* What this task involves
In the passage on Cherokee pottery, reproduce the part from "One of the most" up to and including "formed clay pot.", replacing "ingenuity" with "creativity".

* Quoted passage
--- START ---

One of the most exciting developments of the Center is their focus on traditional Cherokee pottery. Pottery is both craft and storytelling, a way of holding onto the earth and the memory it carries. Cherokee pottery has a documented history that stretches back tens of thousands of years, yet, as Trey noted, “Due to colonization, we’ve been separated from some of these practices, but through resilience and ingenuity, we’ve held onto others.”

An overhead view of pottery tools, pencil, and clay next to a finished formed clay pot.

The pottery revival efforts are led by renowned ceramicists like Tara McCoy, an Eastern Band of Cherokee member who teaches community pottery classes that delve into traditional forms and techniques. There’s a palpable sense of both reclamation and innovation–with some digging their own clay and others exploring woodfire kilns, learning alongside other ceramicists in a collaboration with UNC Asheville.

Two people working on creating and forming clay pots at a table with 1 person bending and pointing at a clay bowl while another person forms the shape

“I think it’s really cool that East Fork is a part of supporting this,” Trey said. It’s a partnership rooted in a shared respect for the craft and a desire to create dynamic, cross-cultural arts spaces. The dream, as Trey envisions it, is to build a dedicated facility for Cherokee artists—a place where traditional techniques can continue to be reclaimed and new ideas and techniques can flourish.

--- END ---

* Material shown

--- START ---

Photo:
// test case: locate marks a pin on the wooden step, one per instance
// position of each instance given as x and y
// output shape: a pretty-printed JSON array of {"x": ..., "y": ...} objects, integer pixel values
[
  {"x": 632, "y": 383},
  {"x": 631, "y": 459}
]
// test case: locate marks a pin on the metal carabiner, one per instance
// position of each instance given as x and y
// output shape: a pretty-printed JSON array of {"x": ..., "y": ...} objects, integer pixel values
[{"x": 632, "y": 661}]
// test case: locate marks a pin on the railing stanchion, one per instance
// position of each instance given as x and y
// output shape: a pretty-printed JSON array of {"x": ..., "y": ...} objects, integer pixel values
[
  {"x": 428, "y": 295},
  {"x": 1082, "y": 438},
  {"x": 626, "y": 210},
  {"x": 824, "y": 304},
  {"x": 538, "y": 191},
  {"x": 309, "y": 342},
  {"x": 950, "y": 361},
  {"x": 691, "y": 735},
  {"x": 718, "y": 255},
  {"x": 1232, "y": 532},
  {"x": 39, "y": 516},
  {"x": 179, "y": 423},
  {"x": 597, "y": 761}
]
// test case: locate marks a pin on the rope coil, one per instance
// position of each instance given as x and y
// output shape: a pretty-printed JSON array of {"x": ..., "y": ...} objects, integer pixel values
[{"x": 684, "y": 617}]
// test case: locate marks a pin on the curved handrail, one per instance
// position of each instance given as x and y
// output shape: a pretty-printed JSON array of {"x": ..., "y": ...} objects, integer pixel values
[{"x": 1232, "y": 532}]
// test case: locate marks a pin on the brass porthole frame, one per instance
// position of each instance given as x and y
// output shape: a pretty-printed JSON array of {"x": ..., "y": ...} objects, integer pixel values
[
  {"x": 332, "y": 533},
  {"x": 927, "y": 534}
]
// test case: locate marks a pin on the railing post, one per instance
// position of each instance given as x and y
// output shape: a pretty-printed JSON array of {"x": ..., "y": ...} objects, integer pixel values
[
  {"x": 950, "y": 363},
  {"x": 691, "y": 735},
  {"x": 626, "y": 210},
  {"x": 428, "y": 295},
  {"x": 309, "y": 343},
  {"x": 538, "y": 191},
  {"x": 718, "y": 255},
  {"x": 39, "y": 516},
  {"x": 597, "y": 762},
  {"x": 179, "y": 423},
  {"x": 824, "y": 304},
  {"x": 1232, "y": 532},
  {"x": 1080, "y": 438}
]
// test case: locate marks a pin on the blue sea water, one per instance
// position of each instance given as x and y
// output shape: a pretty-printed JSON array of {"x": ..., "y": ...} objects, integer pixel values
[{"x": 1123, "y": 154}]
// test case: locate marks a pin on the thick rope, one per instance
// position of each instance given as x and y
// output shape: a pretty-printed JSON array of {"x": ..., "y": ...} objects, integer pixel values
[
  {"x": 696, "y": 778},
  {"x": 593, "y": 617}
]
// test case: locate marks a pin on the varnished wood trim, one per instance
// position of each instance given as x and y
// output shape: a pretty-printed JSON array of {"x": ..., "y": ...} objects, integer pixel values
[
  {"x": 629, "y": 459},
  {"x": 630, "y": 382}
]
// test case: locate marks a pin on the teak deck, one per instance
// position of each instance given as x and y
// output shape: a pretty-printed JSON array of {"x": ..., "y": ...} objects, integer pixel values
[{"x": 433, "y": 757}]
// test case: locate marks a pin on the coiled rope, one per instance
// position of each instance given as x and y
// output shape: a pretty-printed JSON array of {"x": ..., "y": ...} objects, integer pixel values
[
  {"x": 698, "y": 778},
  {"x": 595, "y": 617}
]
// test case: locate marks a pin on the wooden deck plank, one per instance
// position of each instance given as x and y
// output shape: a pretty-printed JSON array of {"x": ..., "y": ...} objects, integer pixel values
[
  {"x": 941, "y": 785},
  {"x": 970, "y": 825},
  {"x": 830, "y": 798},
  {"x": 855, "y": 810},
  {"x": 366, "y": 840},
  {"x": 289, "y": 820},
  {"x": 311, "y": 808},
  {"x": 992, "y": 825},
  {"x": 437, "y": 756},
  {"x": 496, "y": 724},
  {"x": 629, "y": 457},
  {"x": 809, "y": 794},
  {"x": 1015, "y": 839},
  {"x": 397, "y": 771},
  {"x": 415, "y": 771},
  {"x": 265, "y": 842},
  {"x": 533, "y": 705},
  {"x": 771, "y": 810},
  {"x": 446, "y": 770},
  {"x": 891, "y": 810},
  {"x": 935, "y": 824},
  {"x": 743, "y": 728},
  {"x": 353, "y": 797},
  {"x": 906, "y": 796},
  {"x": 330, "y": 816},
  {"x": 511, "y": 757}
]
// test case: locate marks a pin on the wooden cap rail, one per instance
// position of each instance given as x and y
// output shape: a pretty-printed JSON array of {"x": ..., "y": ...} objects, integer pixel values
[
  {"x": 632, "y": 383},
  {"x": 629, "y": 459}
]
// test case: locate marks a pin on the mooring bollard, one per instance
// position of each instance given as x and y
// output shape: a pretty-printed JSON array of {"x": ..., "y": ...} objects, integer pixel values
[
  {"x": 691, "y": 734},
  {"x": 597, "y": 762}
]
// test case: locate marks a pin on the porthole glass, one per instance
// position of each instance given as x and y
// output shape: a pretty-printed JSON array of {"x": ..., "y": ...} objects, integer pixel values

--- END ---

* Result of this exercise
One of the most exciting developments of the Center is their focus on traditional Cherokee pottery. Pottery is both craft and storytelling, a way of holding onto the earth and the memory it carries. Cherokee pottery has a documented history that stretches back tens of thousands of years, yet, as Trey noted, “Due to colonization, we’ve been separated from some of these practices, but through resilience and creativity, we’ve held onto others.”

An overhead view of pottery tools, pencil, and clay next to a finished formed clay pot.